▶ [Tugas a]: Susun semua baris dalam daftar di bawah, mulai dari baris yang memuat "Exercise. Point out every instance of the wire" hingga baris yang memuat "x=224, y=21", termasuk kedua baris itu, sebagai urutan bernomor tanpa baris kosong.

+++ Kutipan Pilihan +++

Kembali Ke Tanah Air berperan Sebagai Guru
Setelah belajar selama 7 tahun mendalami ilmu agama di Kota Makkah, pada Tahun l899 Beliau pulang ke Tanah Air. Hasyim mengajar di pesantren milik kakeknya, Kyai Usman. Kyai Hasyim Asy’ari berusaha memerankan tugas guru secara baik dan maksimal sehingga banyak santri yang senang belajar padanya dan menjadikan beliau sebagai guru idola karena keteladanan yang dipraktekkannya dalam kehidupan sehari-sehari.
Di samping aktivitasnya sebagai seorang guru, Hasyim Asy’ari juga bekerja sebagai seorang petani dan pedagang yang sukses. Tanahnya puluhan hektar. Dua hari dalam seminggu, biasanya Kyai Hasyim istirahat tidak mengajar. Dari usahanya inilah dirinya dapat memenuhi kebutuhan hidup keluarganya, membantu dana untuk perjuangan dan untuk membantu orang miskin atau anak yatim.
Hasyim Asy’ari dikenal sebagai seorang pendidik sejati, karena kesungguhannya dalam melaksanakan tugas guru. Hari-hari yang terindah dalam hidup KH Hasyim Asyhari ketika dirinya dapat membahagiakan orang lain terutama santri dengan berbagi ilmu. Keluasan ilmu dan keluhuran akhlak ulama kharismatik ini, menjadi daya pikat tersendiri bagi para santrinya sehingga mereka sangat akrab dengan Hasyim Asy’ari sebagai gurunya sekaligus ulama penuntun umat.
Hasyim Asy’ari juga ahli dalam mengatur kurikulum pesantren dan mengatur strategi pengajaran.Beliau berpandangan keberhasilan sebuah pendidikan di samping kualitas gurunya juga ditentukan nilai kurikulum dan strategi dan metodologi penyampaian materi pelajaran. Makanya, pada masa itu, banyak pembaharuan yang dilakukan KH Hasyim Asyhari dalam rangka meningkatkan lulusan pesantren yang bermutu.

+++ Data Masukan +++

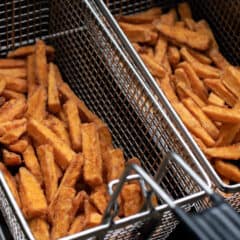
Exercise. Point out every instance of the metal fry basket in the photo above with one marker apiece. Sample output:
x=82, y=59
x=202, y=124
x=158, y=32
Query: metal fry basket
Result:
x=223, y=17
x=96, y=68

+++
+++ Data Masukan +++

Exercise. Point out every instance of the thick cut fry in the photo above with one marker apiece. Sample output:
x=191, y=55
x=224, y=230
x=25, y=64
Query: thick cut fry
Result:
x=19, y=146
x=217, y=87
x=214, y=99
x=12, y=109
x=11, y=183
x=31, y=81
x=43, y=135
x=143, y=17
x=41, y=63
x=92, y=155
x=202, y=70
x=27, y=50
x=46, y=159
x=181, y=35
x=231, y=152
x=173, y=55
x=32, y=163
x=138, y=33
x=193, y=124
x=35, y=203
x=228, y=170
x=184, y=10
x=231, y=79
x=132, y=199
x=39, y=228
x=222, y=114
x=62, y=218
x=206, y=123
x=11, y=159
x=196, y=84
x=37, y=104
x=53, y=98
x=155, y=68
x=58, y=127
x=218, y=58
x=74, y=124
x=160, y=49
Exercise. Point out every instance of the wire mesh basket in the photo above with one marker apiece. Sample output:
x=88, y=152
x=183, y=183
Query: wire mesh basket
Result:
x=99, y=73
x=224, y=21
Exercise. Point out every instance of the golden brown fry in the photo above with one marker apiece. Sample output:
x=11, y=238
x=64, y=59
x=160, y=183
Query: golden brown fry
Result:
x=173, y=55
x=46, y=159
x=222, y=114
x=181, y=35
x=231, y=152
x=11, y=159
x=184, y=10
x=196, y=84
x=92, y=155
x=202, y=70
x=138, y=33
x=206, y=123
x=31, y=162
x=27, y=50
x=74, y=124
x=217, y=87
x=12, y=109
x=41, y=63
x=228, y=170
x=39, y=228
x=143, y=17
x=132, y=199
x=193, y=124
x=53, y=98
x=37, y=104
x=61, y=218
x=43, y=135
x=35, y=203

+++
+++ Data Masukan +++

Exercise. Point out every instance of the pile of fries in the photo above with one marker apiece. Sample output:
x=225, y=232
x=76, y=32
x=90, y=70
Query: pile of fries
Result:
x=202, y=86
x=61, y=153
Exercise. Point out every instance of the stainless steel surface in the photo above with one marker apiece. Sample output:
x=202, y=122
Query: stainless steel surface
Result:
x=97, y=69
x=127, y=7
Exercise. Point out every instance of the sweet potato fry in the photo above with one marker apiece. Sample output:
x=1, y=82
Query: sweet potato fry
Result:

+++

▶ [Tugas b]: Menurut kutipan tentang Hasyim Asy'ari, di pesantren milik siapa ia mengajar setelah pulang ke Tanah Air?

▶ [Jawaban Latihan a]:
1. Exercise. Point out every instance of the wire mesh basket in the photo above with one marker apiece. Sample output:
2. x=88, y=152
3. x=183, y=183
4. Query: wire mesh basket
5. Result:
6. x=99, y=73
7. x=224, y=21

▶ [Jawaban Latihan b]: Di pesantren milik kakeknya, Kyai Usman.